
    Like the motivational tagline of “Finding Nemo,” we’ve all learned to “just keep swimming” this year — a skill that I think will be vital through the many years, and challenges, to come. 

    Slow down

    While pushing ahead has been a necessity in 2020, so too has been slowing down. We’ve all dealt with stress differently this year; my go-to coping mechanism has always been to snap into overdrive. At the beginning of the pandemic, I created daily lesson plans for Jackson, took him out for walks every two hours, had nightly FaceTime sessions with family and woke up before 6 a.m. and stayed up late to ensure I was putting in enough hours at work. And I got burnt out quick. 

    I soon saw it was more important for Jackson to have an attentive, sane parent at home with him than a day full of engaging, exciting and educational activities. He can learn just as much sitting on the living room floor with me with his toys spread out to all corners than he could from my alphabet renditions at his easel, which always ended in tears anyway. 

    And I can learn even more about him by slowing down and just being entertained by him rather than always trying to entertain him. He loves to play “zoo” by setting up his animal figures but likes to keep things exciting by having his crocodile “bite” all the other animals. For some inexplicable reason, he knocks all of his cars off of our TV stand and says they “bumped their heads” and need a kiss and a visit from his fire truck, ambulance or police car, which he understands “help people” (a future EMT in our midst?). When we get ready for a walk, I always gravitate toward using his stroller because it’s less stressful than chasing him throughout the neighborhood on foot — but when I do, he runs with a freedom I haven’t felt for decades and an exuberance that is exhilarating to see.  

    Parents feel so much pressure to teach, shape and help their kids but 2020 has shown me that we have just as much to learn from them as they do from us — and we can only really see it if we slow down.

    Keep your perspective 

    The year 2020 will forever be associated with loss: of life, of jobs, of routines, of the comfort of certainty. The pandemic has defined this year in all of the worst ways, wrecking the economy, upending the world of education, shuttering countless businesses, ratcheting up anxiety to unprecedented levels, and sickening and killing millions. But, does Jackson know that?

★ ★ ★ ★ ★ ★ ★

## Using the information
A - Rewrite the passage on parenting in 2020 from "Keep your perspective" to "Jackson know that?", swapping "economy" for "markets".
B - According to the passage on parenting in 2020, how often did the writer take Jackson out for walks at the beginning of the pandemic?
C - List each loss that the passage on parenting in 2020 says the year will forever be associated with.

## Saved entries

★ ★ ★ ★ ★ ★ ★

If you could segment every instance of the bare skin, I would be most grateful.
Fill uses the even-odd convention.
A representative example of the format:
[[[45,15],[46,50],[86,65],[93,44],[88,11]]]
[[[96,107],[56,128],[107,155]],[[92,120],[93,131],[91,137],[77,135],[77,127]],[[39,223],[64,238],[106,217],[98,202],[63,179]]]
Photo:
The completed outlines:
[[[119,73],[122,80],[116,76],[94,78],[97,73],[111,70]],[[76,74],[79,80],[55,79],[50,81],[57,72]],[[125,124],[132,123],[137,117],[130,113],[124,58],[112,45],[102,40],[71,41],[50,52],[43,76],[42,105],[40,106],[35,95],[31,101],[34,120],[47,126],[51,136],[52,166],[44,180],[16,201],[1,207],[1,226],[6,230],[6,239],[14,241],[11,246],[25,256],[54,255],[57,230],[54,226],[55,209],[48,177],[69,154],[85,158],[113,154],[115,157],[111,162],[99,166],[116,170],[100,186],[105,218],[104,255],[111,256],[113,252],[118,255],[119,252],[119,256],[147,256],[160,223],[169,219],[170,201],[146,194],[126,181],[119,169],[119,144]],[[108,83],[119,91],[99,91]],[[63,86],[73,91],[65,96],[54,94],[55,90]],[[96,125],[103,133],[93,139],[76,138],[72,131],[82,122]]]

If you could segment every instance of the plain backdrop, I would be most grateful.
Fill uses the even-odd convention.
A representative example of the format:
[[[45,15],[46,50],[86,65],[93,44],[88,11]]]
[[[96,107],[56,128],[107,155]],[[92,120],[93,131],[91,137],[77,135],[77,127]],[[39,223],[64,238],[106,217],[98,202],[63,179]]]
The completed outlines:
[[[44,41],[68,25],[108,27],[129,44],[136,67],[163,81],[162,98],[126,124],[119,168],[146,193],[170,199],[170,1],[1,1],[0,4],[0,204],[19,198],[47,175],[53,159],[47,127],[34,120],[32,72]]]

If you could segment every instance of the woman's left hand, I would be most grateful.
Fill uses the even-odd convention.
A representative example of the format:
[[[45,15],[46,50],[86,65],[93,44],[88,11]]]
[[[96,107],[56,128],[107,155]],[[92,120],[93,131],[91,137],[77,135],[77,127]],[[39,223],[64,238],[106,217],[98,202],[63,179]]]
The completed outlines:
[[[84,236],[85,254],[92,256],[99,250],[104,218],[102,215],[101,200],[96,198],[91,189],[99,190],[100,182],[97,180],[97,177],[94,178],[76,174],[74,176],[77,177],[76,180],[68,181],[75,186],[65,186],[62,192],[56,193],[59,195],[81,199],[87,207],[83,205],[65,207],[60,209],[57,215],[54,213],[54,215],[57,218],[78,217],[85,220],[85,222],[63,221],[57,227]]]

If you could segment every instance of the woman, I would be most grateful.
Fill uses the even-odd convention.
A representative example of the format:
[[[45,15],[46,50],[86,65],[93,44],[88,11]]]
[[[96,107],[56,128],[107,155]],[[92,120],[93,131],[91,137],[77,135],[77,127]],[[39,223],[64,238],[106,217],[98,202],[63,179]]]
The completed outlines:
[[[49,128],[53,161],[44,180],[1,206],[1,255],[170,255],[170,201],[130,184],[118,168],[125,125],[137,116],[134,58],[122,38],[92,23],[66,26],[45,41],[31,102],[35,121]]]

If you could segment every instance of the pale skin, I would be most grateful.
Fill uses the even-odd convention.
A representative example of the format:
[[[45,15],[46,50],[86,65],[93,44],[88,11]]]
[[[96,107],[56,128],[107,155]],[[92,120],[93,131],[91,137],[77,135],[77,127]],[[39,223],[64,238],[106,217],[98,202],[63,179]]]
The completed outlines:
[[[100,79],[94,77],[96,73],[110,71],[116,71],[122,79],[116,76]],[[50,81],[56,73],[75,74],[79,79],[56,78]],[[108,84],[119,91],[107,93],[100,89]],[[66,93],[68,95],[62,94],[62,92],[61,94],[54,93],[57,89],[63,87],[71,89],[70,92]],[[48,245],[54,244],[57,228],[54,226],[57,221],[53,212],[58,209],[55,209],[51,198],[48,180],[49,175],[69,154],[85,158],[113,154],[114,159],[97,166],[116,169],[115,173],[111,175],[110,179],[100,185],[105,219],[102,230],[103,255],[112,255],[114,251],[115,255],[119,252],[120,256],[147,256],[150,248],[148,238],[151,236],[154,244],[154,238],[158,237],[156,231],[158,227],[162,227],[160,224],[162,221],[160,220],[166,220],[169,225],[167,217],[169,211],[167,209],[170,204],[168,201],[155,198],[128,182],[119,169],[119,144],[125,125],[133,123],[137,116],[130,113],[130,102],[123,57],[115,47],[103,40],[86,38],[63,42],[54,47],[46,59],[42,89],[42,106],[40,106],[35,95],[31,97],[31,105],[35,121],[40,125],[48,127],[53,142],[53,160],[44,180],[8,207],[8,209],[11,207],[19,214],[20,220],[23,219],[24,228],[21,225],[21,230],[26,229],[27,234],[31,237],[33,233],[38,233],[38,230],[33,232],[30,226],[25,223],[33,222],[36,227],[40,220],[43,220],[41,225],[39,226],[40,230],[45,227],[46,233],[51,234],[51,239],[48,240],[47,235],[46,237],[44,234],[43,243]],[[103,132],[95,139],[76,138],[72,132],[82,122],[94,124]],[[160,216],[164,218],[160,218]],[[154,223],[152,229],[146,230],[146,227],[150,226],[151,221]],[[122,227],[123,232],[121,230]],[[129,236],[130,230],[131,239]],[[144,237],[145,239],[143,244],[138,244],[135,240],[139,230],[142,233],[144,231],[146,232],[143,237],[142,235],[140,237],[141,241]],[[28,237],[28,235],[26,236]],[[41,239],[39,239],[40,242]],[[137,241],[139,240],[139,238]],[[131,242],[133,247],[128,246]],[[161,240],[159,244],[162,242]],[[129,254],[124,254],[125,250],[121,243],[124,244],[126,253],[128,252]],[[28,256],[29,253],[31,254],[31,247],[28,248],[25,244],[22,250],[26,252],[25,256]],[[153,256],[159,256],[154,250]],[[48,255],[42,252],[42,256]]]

★ ★ ★ ★ ★ ★ ★

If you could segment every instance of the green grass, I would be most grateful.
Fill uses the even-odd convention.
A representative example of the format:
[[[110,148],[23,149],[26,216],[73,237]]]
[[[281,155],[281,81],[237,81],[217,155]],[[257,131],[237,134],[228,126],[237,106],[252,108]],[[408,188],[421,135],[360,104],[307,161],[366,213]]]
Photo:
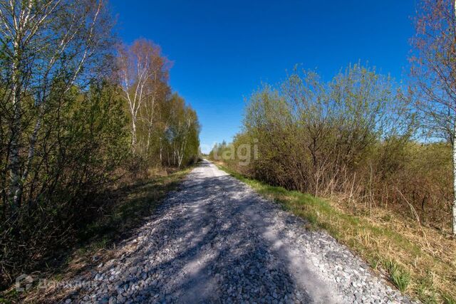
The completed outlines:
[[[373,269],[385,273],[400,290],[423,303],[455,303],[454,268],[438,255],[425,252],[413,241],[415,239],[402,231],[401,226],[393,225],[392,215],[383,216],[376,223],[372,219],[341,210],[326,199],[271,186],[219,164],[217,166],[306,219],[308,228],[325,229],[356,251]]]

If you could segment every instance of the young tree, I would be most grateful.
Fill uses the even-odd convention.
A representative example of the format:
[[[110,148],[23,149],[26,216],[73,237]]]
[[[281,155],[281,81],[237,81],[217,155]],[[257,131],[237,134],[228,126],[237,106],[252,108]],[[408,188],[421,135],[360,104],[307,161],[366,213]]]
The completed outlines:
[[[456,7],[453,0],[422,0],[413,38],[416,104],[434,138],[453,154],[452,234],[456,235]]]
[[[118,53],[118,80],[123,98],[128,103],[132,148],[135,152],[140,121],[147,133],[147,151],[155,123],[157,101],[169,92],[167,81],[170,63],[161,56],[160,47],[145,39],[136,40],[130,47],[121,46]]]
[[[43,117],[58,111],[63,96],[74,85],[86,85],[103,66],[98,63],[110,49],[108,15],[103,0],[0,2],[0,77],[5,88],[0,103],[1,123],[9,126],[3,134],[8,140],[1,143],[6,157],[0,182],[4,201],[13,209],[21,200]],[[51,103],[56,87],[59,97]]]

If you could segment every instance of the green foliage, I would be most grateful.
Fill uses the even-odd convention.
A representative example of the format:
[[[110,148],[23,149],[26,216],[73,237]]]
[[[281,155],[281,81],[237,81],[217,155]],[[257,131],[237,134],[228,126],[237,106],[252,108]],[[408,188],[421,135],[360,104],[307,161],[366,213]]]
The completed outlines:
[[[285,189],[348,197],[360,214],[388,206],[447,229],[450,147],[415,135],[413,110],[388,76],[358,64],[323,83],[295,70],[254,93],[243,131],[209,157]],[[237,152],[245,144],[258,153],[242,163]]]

★ ★ ★ ★ ★ ★ ★

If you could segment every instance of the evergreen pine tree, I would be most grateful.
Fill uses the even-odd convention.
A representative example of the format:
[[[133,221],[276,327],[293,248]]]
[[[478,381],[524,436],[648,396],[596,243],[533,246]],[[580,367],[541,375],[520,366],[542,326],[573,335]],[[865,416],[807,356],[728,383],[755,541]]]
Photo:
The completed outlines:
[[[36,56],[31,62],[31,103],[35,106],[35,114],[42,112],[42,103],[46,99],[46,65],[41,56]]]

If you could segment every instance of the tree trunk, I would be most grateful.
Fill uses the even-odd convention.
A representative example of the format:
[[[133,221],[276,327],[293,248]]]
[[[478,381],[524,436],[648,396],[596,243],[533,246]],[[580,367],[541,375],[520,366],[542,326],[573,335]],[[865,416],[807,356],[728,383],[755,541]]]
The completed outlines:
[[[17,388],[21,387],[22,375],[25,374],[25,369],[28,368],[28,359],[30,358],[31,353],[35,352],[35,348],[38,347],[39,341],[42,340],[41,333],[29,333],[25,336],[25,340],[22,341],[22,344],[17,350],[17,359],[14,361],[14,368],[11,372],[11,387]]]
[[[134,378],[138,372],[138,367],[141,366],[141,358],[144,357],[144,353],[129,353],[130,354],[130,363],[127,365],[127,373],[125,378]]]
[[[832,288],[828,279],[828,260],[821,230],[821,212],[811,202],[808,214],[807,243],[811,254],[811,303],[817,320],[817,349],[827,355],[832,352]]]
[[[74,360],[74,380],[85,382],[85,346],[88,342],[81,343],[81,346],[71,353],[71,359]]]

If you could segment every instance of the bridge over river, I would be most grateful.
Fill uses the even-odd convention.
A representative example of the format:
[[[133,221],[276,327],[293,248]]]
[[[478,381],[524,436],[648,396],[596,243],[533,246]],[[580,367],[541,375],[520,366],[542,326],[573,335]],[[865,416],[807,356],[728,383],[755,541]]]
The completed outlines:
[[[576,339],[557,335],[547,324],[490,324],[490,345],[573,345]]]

★ ★ ★ ★ ★ ★ ★

## Results by task
A -
Keep your perspective 

    The year 2020 will forever be associated with loss: of life, of jobs, of routines, of the comfort of certainty. The pandemic has defined this year in all of the worst ways, wrecking the markets, upending the world of education, shuttering countless businesses, ratcheting up anxiety to unprecedented levels, and sickening and killing millions. But, does Jackson know that?

B - Every two hours.

C -
- life
- jobs
- routines
- the comfort of certainty